- **Direction**: Give every line of the material below as a numbered list, leaving out any blank lines. Leave the pictures out of your answer.

- **Records to process**:
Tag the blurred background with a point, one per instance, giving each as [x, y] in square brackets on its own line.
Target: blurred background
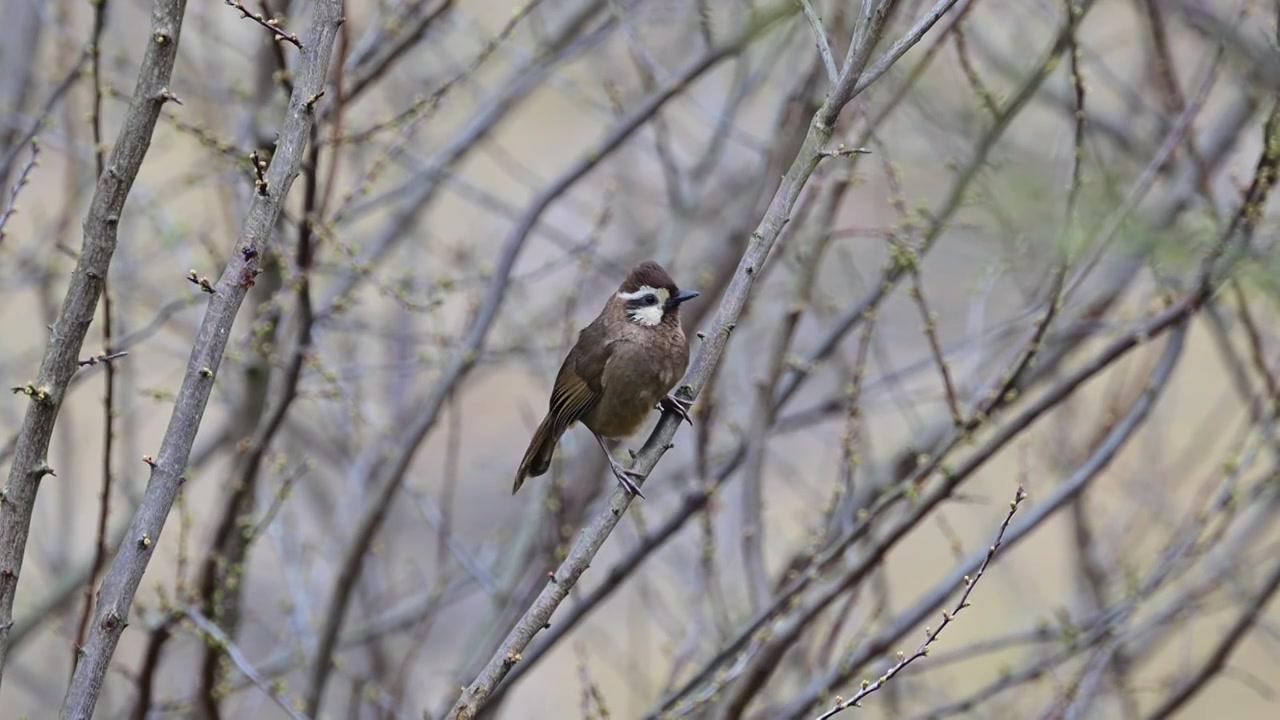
[1052, 270]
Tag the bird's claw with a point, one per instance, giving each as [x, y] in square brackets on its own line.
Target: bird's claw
[625, 475]
[672, 404]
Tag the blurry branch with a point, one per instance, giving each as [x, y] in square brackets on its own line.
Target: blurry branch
[896, 268]
[931, 634]
[168, 472]
[391, 474]
[423, 186]
[62, 352]
[375, 53]
[698, 500]
[1101, 458]
[19, 45]
[10, 153]
[23, 178]
[865, 36]
[242, 664]
[1257, 55]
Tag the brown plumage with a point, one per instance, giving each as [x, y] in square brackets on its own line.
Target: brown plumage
[622, 367]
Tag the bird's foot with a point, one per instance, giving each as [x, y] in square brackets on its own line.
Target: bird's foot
[625, 475]
[672, 404]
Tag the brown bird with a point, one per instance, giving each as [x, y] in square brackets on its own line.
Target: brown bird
[622, 367]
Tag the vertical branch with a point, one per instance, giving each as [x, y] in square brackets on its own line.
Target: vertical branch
[101, 227]
[109, 372]
[168, 469]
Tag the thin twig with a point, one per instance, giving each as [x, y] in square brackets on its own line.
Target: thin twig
[931, 636]
[819, 32]
[242, 664]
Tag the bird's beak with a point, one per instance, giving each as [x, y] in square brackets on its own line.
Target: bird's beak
[680, 297]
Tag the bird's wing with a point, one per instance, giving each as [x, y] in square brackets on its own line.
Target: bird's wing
[579, 383]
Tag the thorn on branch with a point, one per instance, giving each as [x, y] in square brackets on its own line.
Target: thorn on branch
[259, 172]
[101, 358]
[167, 96]
[201, 281]
[841, 151]
[248, 276]
[310, 105]
[30, 390]
[272, 24]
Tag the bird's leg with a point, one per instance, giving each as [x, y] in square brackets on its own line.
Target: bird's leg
[672, 404]
[621, 473]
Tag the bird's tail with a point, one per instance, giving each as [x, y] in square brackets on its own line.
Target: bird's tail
[538, 458]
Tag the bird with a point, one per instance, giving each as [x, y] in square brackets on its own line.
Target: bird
[621, 368]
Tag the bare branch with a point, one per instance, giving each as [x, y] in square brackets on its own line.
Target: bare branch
[126, 573]
[60, 359]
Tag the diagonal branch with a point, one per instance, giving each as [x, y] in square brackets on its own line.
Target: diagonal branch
[778, 213]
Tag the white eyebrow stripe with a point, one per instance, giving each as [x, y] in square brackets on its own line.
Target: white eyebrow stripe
[644, 291]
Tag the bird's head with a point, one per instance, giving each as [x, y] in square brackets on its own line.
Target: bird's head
[650, 297]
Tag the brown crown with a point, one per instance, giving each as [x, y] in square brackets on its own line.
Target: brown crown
[652, 274]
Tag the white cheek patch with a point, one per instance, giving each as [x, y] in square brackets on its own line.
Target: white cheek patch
[647, 317]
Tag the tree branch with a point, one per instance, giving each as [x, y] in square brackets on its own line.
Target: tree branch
[167, 473]
[62, 351]
[593, 537]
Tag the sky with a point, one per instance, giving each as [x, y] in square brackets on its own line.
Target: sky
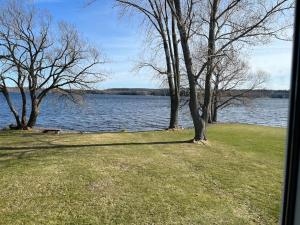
[121, 41]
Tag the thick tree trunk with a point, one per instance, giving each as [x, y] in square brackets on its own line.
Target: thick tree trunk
[174, 112]
[215, 115]
[11, 107]
[24, 110]
[33, 114]
[198, 122]
[174, 108]
[210, 54]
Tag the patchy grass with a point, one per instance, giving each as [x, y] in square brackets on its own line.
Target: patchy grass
[142, 178]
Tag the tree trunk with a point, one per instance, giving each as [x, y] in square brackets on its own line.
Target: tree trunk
[11, 107]
[198, 122]
[210, 54]
[174, 108]
[215, 115]
[24, 110]
[33, 114]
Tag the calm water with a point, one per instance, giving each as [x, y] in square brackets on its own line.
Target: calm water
[136, 113]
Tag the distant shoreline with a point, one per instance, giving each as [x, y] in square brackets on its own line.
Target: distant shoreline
[165, 92]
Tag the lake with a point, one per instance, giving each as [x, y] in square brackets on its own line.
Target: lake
[140, 113]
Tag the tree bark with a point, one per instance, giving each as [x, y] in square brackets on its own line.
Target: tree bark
[174, 106]
[33, 114]
[198, 122]
[11, 107]
[210, 54]
[24, 110]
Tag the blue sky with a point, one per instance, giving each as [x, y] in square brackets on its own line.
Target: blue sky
[121, 41]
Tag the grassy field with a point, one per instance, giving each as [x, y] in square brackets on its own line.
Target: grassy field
[142, 178]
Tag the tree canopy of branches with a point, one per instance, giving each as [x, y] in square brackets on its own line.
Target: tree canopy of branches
[158, 15]
[38, 57]
[220, 27]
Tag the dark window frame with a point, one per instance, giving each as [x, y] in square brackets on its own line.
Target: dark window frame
[291, 196]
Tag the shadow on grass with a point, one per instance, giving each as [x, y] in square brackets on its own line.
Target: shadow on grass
[58, 146]
[14, 153]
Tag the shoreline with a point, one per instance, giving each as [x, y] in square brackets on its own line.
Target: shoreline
[68, 131]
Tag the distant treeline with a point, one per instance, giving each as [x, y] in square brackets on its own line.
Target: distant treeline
[165, 92]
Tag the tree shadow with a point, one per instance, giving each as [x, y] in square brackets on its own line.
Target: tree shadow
[13, 152]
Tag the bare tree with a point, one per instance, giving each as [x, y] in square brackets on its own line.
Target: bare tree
[232, 81]
[39, 58]
[158, 15]
[223, 26]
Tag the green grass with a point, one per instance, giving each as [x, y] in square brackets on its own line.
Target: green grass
[142, 178]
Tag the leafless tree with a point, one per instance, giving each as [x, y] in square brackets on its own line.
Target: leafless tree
[158, 15]
[223, 26]
[232, 81]
[38, 57]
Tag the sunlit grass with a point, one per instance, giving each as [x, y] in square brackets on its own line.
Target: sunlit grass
[142, 178]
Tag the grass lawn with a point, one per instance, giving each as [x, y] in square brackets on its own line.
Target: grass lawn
[142, 178]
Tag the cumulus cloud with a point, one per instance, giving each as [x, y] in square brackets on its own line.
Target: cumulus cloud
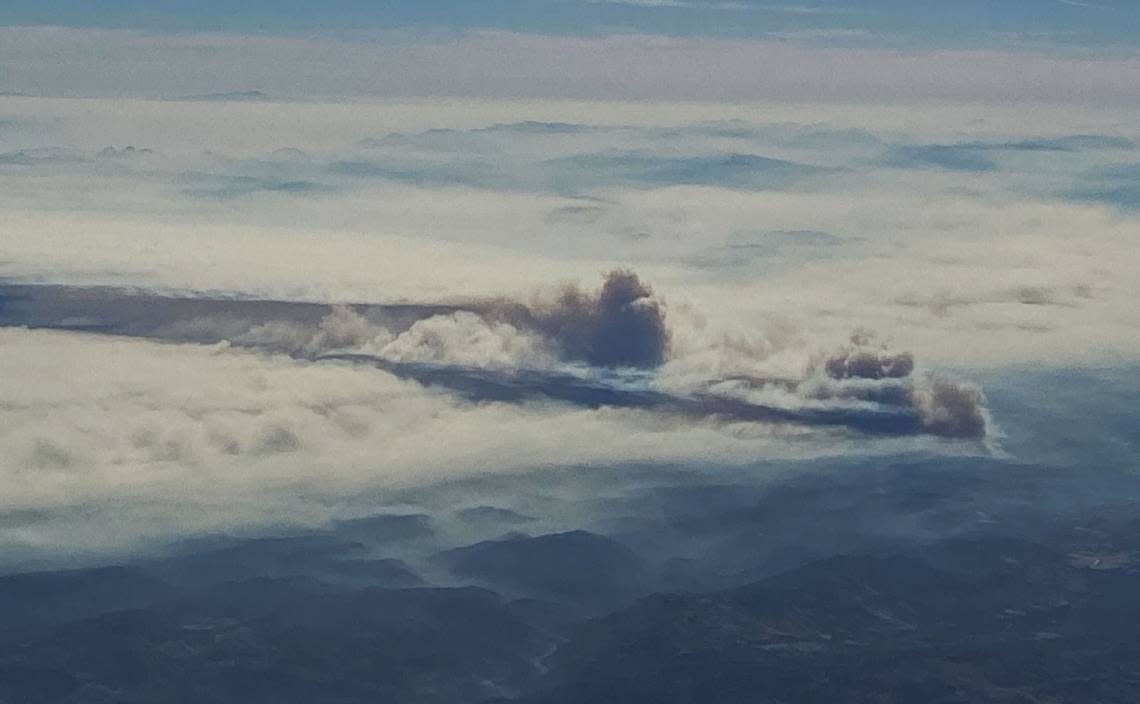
[566, 350]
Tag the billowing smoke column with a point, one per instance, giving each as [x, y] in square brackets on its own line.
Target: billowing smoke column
[620, 326]
[509, 351]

- **Task response**:
1. Tag the blurred background with a point, one per instance, giving each as [x, y] in square brackets on its own line.
2. Target: blurred background
3. [1052, 270]
4. Tag the bird's claw with a point, one per instance, giving each as [x, y] in square brackets on its own line.
5. Target: bird's claw
6. [625, 475]
7. [672, 404]
8. Tag the blurry branch with a point, one per instance, giving each as [x, y] in square brackets on its own line.
9. Target: blurry branch
10. [896, 268]
11. [931, 634]
12. [168, 472]
13. [391, 474]
14. [423, 186]
15. [62, 352]
16. [375, 53]
17. [698, 500]
18. [1101, 458]
19. [19, 45]
20. [10, 153]
21. [23, 178]
22. [865, 36]
23. [242, 664]
24. [1257, 55]
25. Tag the brown plumage with a point, one per instance, giving each as [x, y] in square brackets on its own line.
26. Target: brown plumage
27. [622, 367]
28. Tag the bird's foot with a point, one per instance, giving each as [x, y] in square brackets on its own line.
29. Target: bird's foot
30. [625, 475]
31. [672, 404]
32. Tag the brown bird with a point, one per instance, giving each as [x, y] in square brackets on its own line.
33. Target: brown bird
34. [622, 367]
35. Tag the vertical branch with a point, one per instance, giving each as [x, y] in square brackets on its own line.
36. Target: vertical branch
37. [101, 227]
38. [109, 372]
39. [168, 469]
40. Tag the thin twig with a point, one per instance, giving each as [x, y] in square brackets on its own line.
41. Target: thin twig
42. [931, 636]
43. [819, 32]
44. [242, 664]
45. Tag the bird's beak with a point, one per instance, giving each as [x, y] in square brackets on its own line.
46. Target: bird's beak
47. [680, 297]
48. Tag the bird's wing with a point, one per instance, giving each as [x, y] in square brackets on its own line.
49. Target: bird's wing
50. [579, 383]
51. Tag the thorn on branch with a point, one per instance, giving each as [x, y] in square brackets on its own line.
52. Target: thorn on branch
53. [259, 172]
54. [101, 358]
55. [167, 96]
56. [201, 281]
57. [841, 151]
58. [248, 276]
59. [310, 105]
60. [30, 390]
61. [272, 24]
62. Tag the bird's leg with a point, one per instance, giving each as [x, y] in square brackets on its own line.
63. Target: bird's leg
64. [672, 404]
65. [621, 473]
66. Tag the bird's tail with a point, one per instance, giving each as [x, y] in square brackets on its own line.
67. Target: bird's tail
68. [538, 458]
69. Tag the bird with a point, one per instance, giving each as [x, y] in square brackets on its own line.
70. Target: bird
71. [621, 368]
72. Tag the bare branch with a point, one per instance, giving each as [x, y] in square brackets on its own line.
73. Target: bare branch
74. [126, 573]
75. [60, 359]
76. Tag the diagonal branch with a point, one per instance, giving each as [x, y] in square brackets on its own line.
77. Target: diagonal branch
78. [778, 213]
79. Tag the white eyebrow stripe with a point, one per instance, giving each as [x, y] in square brackets on its own line.
80. Target: white eyebrow stripe
81. [644, 291]
82. Tag the bird's head with a point, one per instance, giving each as [x, y] in square brackets on its own line.
83. Target: bird's head
84. [650, 297]
85. Tag the brown crown with a point, one per instance, giving each as [x, y] in square brackets on its own line.
86. Target: brown crown
87. [652, 274]
88. Tag the white cheek patch with a point, one per instance, giving each as [x, y] in square brackets on its own line.
89. Target: white cheek patch
90. [647, 317]
91. Tag the tree branch with a point, one per instance, giving each as [x, y] in square brackets on its own line.
92. Target: tree branch
93. [167, 473]
94. [62, 351]
95. [593, 537]
96. Tag the sky with a point, one per instance, giving each as [x, y] in square brackets on its own line.
97. Target: sky
98. [121, 41]
99. Tag the thick tree trunk with a point, one per instance, giving each as [x, y] in square brackets on its own line.
100. Target: thick tree trunk
101. [174, 112]
102. [215, 115]
103. [11, 107]
104. [24, 110]
105. [33, 114]
106. [198, 122]
107. [174, 108]
108. [210, 54]
109. Tag the patchy grass with a point, one per instance, giving each as [x, y] in square brackets on its own line.
110. Target: patchy grass
111. [142, 178]
112. Tag the tree trunk with a point, one per instance, giving each as [x, y] in square brackets on its own line.
113. Target: tree trunk
114. [11, 107]
115. [198, 122]
116. [210, 54]
117. [174, 108]
118. [215, 115]
119. [24, 110]
120. [33, 114]
121. Tag the calm water with a point, one per instance, giving each as [x, y] in square brackets on its own line.
122. Target: calm water
123. [136, 113]
124. Tag the distant shoreline with a point, one per instance, giving each as [x, y] in square brackets on its own line.
125. Target: distant shoreline
126. [165, 92]
127. Tag the lake with a point, one per instance, giving each as [x, y] in square brackets on its own line.
128. Target: lake
129. [140, 113]
130. Tag the tree bark with a point, one per instance, giving each as [x, y] in square brackets on its own line.
131. Target: tree bark
132. [174, 106]
133. [33, 114]
134. [198, 122]
135. [11, 107]
136. [210, 54]
137. [24, 110]
138. Tag the blue sky with a point, one per instance, giving each as [x, y] in square brackets on its own line.
139. Target: blue sky
140. [121, 41]
141. Tag the grassy field with a point, one per instance, giving each as [x, y] in square brackets on its own line.
142. Target: grassy field
143. [142, 178]
144. Tag the tree canopy of branches with a point, one per instance, giving each as [x, y] in square brackets on its own line.
145. Target: tree canopy of branches
146. [158, 15]
147. [38, 57]
148. [220, 27]
149. Tag the dark window frame with a point, one per instance, giving each as [x, y] in square brackets on its own line.
150. Target: dark window frame
151. [291, 196]
152. Tag the shadow on grass with a point, one per instance, giving each as [x, y] in square brackets on its own line.
153. Target: shadow on grass
154. [58, 146]
155. [14, 153]
156. Tag the shoreline with a point, one per instance, giving each as [x, y] in square brackets on its own line.
157. Target: shoreline
158. [68, 131]
159. Tag the distant treeline with a point, one per instance, giving each as [x, y] in square brackets on its own line.
160. Target: distant treeline
161. [165, 92]
162. Tag the tree shadow with a point, one per instance, giving each as [x, y] in square brackets on its own line.
163. Target: tree shadow
164. [13, 152]
165. Tag the bare tree with a point, one per instance, giving each as [x, y] in square brackets on its own line.
166. Target: bare tree
167. [232, 81]
168. [39, 58]
169. [158, 15]
170. [223, 26]
171. Tag the green grass with a point, one per instance, giving each as [x, y] in square brackets on its own line.
172. Target: green grass
173. [142, 178]
174. Tag the leafless tree with a point, one per instance, giving each as [x, y] in square brackets on its own line.
175. Target: leafless tree
176. [158, 15]
177. [223, 26]
178. [232, 81]
179. [38, 57]
180. Tag the sunlit grass with a point, one per instance, giving each as [x, y] in square brackets on its own line.
181. Target: sunlit grass
182. [142, 178]
183. Tag the grass lawn with a point, one per instance, giving each as [x, y] in square brackets on its own line.
184. Target: grass lawn
185. [142, 178]
186. Tag the cumulus cloud with a point, one per instance, giving each as [x, y] in square brackets on its own line.
187. Target: cumulus cloud
188. [566, 350]
189. Tag the billowing smoke column with a point, one per instance, giving each as [x, y] in square brackets on its own line.
190. Target: billowing smoke column
191. [620, 326]
192. [509, 351]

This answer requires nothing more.